* _Problem requirements_: From the records below, set down exactly the lines starting with the line that contains "TARGET = digital camouflage pattern" and going on through the line that contains "TARGET = camouflage uniform". Nothing else is wanted.

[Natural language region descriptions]

====

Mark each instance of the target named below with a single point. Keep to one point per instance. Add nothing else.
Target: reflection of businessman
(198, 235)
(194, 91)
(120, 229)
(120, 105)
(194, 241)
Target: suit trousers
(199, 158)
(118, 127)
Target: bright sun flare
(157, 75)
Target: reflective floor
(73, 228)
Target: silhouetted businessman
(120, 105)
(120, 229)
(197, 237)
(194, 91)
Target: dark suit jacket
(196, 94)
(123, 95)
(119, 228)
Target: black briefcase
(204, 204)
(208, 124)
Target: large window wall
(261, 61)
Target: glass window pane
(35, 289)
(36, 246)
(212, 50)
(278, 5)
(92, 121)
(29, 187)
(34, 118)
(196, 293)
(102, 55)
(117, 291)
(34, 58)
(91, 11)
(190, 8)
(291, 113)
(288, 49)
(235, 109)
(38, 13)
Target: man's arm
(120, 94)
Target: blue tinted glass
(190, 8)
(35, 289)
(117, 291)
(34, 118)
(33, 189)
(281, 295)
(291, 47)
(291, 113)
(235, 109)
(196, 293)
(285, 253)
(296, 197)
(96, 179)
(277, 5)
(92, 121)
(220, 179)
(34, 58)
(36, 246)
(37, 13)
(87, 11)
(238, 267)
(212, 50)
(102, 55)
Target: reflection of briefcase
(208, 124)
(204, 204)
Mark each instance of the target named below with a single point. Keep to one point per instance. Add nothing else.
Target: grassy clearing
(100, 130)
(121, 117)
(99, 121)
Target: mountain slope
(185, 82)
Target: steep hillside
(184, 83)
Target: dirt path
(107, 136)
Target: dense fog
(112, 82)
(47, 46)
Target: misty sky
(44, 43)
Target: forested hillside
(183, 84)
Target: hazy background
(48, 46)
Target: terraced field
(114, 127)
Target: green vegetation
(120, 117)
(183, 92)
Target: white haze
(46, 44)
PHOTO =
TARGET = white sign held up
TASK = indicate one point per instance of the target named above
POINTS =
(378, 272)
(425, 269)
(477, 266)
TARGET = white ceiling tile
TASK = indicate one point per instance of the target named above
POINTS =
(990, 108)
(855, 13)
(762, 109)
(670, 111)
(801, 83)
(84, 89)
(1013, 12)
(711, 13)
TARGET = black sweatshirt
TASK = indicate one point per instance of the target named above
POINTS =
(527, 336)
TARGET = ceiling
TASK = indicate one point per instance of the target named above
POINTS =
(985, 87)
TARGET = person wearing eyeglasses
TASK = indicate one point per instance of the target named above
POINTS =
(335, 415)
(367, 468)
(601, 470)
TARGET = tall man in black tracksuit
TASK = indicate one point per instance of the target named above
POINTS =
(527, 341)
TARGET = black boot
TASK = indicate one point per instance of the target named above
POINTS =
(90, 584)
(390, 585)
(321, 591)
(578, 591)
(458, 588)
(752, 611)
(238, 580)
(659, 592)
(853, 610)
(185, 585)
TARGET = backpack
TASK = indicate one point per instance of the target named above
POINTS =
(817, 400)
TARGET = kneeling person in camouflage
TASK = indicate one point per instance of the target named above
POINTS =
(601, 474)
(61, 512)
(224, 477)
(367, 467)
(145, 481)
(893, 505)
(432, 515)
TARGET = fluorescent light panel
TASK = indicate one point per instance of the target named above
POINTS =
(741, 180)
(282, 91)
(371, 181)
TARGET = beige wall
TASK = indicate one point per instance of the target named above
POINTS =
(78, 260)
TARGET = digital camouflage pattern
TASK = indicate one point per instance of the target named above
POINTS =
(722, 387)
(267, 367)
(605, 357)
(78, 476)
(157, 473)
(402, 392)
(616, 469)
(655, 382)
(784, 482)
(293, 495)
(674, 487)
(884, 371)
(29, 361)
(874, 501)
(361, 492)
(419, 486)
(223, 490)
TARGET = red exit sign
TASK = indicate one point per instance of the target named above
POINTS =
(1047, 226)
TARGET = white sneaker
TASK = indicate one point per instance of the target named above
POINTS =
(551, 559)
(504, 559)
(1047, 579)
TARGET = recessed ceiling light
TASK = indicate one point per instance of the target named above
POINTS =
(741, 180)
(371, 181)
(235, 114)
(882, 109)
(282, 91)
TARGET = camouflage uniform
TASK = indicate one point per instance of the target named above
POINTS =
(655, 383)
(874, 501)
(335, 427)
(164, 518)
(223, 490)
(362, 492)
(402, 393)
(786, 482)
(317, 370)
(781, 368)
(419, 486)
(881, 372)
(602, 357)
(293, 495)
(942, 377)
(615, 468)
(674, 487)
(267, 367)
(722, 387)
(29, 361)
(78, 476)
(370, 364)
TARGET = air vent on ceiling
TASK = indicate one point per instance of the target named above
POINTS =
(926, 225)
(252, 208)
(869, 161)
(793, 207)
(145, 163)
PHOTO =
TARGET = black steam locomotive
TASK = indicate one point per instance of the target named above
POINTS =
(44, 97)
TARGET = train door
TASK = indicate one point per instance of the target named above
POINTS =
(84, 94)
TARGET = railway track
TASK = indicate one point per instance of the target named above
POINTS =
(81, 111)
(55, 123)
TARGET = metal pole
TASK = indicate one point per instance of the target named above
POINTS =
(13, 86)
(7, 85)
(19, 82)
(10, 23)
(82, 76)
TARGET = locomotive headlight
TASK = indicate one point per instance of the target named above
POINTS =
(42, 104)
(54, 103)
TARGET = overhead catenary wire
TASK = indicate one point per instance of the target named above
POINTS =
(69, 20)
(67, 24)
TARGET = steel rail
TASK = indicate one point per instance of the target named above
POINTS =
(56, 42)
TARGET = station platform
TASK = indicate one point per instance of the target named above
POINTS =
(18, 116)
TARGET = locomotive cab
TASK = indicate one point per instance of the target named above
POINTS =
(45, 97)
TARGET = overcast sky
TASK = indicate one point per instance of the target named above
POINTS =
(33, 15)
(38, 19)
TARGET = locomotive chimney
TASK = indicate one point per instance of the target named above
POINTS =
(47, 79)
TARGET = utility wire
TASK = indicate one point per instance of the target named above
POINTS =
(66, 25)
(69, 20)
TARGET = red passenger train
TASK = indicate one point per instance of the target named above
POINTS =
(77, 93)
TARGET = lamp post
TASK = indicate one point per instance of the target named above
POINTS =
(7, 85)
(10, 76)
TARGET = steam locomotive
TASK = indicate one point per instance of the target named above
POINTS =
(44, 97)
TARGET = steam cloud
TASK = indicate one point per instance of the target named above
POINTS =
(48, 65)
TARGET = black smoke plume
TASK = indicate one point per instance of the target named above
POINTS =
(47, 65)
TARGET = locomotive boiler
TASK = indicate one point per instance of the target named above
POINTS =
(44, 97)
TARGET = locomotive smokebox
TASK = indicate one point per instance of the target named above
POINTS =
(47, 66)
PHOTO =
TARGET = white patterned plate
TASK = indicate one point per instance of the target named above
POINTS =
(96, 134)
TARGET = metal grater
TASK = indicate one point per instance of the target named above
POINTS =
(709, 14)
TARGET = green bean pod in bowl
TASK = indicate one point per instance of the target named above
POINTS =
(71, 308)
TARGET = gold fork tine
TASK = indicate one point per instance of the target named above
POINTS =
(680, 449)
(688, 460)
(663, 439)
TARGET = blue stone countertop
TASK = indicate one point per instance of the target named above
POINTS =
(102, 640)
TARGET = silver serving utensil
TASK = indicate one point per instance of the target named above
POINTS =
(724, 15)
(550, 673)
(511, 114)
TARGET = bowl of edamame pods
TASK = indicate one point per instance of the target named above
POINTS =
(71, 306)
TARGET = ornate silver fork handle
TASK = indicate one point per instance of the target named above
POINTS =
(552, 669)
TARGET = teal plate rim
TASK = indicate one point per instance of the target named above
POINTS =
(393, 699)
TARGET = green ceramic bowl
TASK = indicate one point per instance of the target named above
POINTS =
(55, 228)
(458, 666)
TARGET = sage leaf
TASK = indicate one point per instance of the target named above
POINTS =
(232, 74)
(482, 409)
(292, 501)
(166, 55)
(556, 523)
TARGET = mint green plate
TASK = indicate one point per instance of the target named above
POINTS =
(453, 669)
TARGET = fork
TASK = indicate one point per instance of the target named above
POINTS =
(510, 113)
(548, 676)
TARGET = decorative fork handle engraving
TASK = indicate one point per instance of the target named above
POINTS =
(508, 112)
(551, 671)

====

* _Result for this exercise_:
TARGET = digital camouflage pattern
TASK = indicate one point per instance of the target named above
POINTS =
(722, 387)
(267, 367)
(605, 357)
(78, 476)
(157, 473)
(402, 392)
(616, 469)
(655, 382)
(784, 482)
(293, 495)
(674, 487)
(884, 371)
(29, 361)
(874, 501)
(361, 492)
(419, 486)
(223, 490)
TARGET = red exit sign
TASK = indicate one point per instance of the target named above
POINTS =
(1047, 226)
TARGET = white sneaker
TASK = indicate one point per instance of the target named above
POINTS =
(551, 559)
(504, 559)
(1047, 579)
TARGET = recessed ceiling light
TASK = indicate one point per instance of the target named above
POINTS =
(741, 180)
(371, 181)
(235, 114)
(882, 109)
(282, 91)
TARGET = camouflage uniform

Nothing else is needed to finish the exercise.